_Exercise objective_. When you reach the records below, output every one exactly as written but leave out any pictures.

Items from a data source:
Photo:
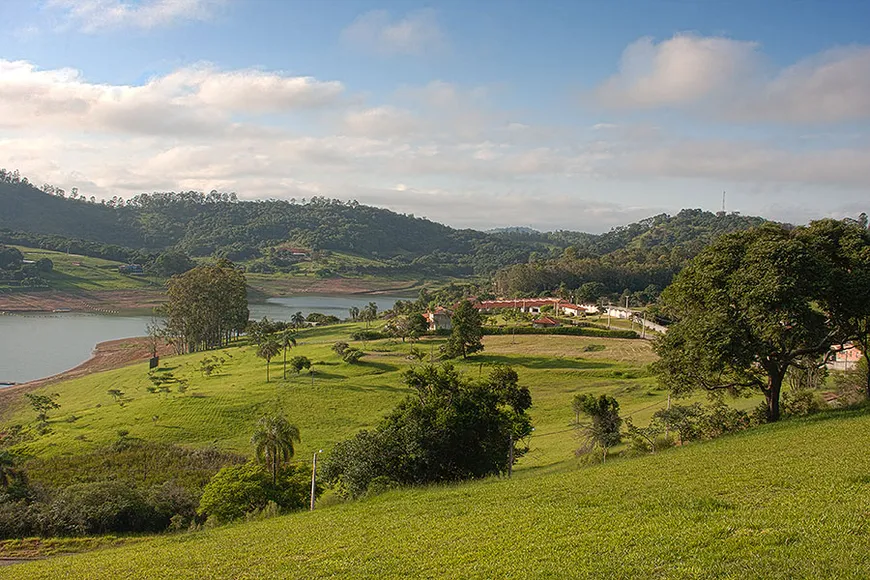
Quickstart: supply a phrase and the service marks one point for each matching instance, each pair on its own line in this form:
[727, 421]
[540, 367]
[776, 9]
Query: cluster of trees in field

_Exercise output_.
Photo:
Quickstart: supply a phrase and the service marks one point for each matching instance, each pair on its own line in this form:
[727, 421]
[540, 367]
[776, 9]
Query: cluster of trees in field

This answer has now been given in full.